## Task details
Your answer must be an exact copy of the entries below, with no pictures in it.

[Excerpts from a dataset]
Start of Block
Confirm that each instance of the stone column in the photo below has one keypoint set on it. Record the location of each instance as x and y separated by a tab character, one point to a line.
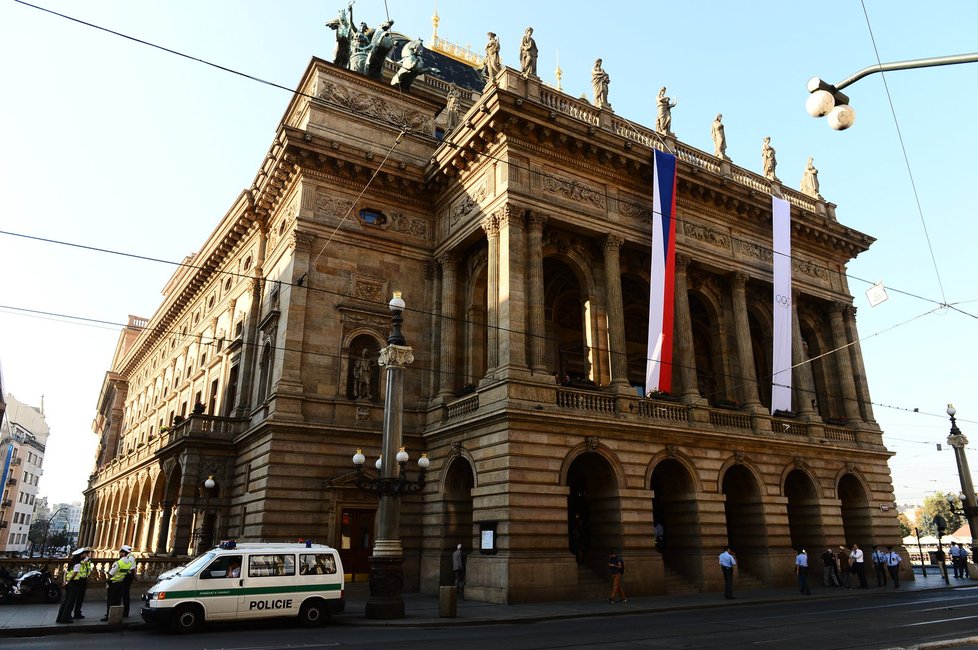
491	225
616	311
804	386
512	290
165	513
683	327
449	326
862	385
847	384
745	351
535	320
End of Block
## Your solution
Confirm that each instance of the stone column in the photo below has one keypoint set on it. Record the location of each instance as x and y separated by a tab character, one point to a line.
491	225
616	311
804	386
512	290
165	513
683	327
449	326
862	385
847	384
745	351
535	320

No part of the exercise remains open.